---- RECORD LIST

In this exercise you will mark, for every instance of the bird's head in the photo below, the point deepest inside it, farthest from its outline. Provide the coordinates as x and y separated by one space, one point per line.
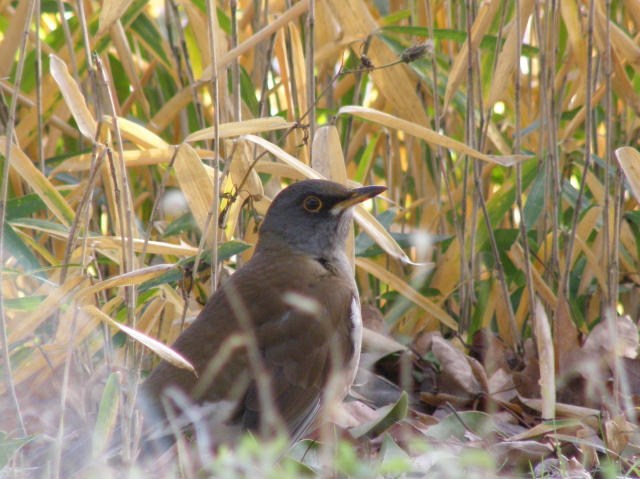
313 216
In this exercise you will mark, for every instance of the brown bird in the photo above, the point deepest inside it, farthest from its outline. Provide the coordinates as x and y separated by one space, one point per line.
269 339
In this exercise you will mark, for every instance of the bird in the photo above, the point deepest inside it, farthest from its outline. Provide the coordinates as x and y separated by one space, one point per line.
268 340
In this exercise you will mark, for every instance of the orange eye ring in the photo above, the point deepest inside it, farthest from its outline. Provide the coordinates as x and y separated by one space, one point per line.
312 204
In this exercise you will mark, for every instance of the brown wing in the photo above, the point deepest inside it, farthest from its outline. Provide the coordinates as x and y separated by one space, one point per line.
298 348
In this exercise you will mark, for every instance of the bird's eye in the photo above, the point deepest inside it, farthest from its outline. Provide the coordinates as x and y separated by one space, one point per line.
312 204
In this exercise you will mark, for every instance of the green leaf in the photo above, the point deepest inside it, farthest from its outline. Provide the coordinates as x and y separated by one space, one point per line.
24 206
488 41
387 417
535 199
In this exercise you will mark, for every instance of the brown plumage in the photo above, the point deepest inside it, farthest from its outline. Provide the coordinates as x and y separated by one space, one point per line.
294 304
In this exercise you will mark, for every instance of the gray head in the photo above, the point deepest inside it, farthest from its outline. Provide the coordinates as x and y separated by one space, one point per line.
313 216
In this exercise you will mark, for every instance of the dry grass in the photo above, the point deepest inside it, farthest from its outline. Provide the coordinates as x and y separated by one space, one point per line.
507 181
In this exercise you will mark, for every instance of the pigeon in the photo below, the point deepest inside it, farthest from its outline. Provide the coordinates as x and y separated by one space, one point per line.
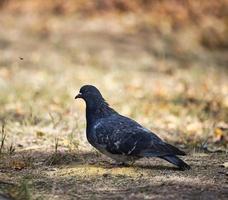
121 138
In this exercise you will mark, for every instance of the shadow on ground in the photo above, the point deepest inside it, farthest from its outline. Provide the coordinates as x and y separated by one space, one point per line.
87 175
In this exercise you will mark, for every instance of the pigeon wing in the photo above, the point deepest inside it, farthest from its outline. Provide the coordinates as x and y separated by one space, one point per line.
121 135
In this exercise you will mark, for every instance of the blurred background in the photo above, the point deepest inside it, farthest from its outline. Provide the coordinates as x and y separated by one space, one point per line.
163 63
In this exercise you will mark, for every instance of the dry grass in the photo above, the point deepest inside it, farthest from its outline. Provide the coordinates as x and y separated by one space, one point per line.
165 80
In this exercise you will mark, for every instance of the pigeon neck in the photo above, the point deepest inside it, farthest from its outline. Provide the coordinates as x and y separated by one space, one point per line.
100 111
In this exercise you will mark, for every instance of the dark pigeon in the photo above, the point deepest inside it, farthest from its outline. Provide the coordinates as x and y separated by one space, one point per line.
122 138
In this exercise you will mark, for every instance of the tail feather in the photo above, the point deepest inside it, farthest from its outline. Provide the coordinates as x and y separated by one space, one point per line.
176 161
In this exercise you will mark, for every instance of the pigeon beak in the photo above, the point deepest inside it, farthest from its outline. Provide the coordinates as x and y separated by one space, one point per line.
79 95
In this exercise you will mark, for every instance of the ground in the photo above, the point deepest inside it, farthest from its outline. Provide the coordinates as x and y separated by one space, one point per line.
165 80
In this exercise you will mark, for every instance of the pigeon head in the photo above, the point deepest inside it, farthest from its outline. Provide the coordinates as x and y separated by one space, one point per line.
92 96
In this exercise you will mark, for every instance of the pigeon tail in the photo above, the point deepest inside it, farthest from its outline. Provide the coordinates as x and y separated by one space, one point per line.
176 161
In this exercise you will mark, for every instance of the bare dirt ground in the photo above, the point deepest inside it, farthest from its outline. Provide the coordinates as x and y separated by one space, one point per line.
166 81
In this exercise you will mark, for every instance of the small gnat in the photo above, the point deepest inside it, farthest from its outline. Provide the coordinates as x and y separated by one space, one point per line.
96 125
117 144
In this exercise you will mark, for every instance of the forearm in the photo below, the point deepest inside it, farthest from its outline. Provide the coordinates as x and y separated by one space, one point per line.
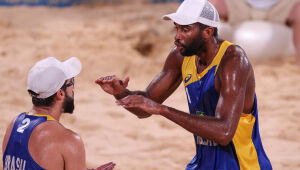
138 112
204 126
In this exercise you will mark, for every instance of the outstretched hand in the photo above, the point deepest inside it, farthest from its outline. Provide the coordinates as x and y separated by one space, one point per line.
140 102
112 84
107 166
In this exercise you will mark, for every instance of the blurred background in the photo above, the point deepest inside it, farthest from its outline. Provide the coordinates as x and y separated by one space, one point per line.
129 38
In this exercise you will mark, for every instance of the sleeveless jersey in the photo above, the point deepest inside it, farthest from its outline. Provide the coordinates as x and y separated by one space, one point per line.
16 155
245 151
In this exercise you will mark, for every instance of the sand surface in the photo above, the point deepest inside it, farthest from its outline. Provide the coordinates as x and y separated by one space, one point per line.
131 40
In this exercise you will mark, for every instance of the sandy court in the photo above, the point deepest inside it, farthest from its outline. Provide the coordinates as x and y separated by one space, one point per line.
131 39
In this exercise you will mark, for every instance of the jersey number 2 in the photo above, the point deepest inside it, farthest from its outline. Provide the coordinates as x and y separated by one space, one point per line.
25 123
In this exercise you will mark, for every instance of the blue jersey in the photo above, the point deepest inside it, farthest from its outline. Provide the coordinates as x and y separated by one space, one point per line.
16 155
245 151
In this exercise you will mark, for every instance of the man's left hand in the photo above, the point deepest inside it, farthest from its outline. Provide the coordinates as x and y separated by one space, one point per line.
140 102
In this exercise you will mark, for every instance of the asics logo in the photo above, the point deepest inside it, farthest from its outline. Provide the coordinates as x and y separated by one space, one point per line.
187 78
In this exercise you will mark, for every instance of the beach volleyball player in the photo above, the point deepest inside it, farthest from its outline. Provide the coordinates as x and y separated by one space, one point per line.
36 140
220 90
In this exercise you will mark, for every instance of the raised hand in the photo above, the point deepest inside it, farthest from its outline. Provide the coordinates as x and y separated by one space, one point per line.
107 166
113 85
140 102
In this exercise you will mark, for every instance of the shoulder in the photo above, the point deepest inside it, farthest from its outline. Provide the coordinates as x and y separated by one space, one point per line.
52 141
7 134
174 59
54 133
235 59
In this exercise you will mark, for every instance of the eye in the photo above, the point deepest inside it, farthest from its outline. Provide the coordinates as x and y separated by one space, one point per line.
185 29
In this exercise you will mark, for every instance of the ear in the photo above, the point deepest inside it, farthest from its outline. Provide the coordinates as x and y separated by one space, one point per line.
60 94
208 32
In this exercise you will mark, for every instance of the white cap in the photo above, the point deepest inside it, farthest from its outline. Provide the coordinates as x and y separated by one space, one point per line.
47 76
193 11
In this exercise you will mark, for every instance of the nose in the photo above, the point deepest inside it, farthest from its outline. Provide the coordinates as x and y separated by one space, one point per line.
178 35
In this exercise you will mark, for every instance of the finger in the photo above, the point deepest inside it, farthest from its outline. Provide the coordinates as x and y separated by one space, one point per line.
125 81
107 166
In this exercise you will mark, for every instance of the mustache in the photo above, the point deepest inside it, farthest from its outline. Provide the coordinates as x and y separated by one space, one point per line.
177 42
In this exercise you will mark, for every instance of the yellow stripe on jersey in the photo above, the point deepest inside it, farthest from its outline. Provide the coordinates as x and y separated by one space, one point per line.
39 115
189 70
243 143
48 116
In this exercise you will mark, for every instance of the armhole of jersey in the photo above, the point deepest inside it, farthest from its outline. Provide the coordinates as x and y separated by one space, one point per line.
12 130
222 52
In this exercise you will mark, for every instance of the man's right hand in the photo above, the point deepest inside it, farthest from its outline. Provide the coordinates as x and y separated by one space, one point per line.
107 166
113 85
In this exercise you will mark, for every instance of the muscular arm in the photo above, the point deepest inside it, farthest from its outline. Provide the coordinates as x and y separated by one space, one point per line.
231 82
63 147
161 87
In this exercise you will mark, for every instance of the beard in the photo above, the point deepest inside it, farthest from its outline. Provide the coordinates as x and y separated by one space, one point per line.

--------

▸ **EXERCISE DESCRIPTION**
Set down, word for word, every line from the line that holds "of the mustache" to the end of the entries above, including both ends.

▸ **WRITTEN RESPONSE**
In this exercise you will mark, for every instance of the mustache in the photo above, the point deepest inside it, farthest from its outline. Provide the coordinates as x and y separated by one space, one point per line.
177 42
In this exercise you will mark, for every instance of the yellow stripe on jersey in the photo above, the point deepest inside it, farthest from its outline. Provide the coordinates as x and y separated by one space, one point per line.
39 115
189 70
243 143
48 116
In this exercise you will mark, for every instance of the armhole of jersey in the photo above, the point deepest inside it, farthest from its outline. Provide the coordinates as x and y separated by one space, one point per line.
12 130
222 52
In this exercise you will mark, for every instance of the man's right hand in the photo above, the point deepest inside it, farthest from its outline. Provide the coordinates as x and y separated by one space, one point per line.
107 166
113 85
In this exercise you will mark, for every instance of the muscular arm in the photo above, the point deepest inside it, farthest from its outline. Provide the coordinates as x and y separated by one space, one point per line.
231 82
63 147
161 87
In this exercise you will mark, for every instance of the beard in the photo above, the point deepest inside it, farthest from its outline. Provide the coordinates as x and y separated by one space, one point per line.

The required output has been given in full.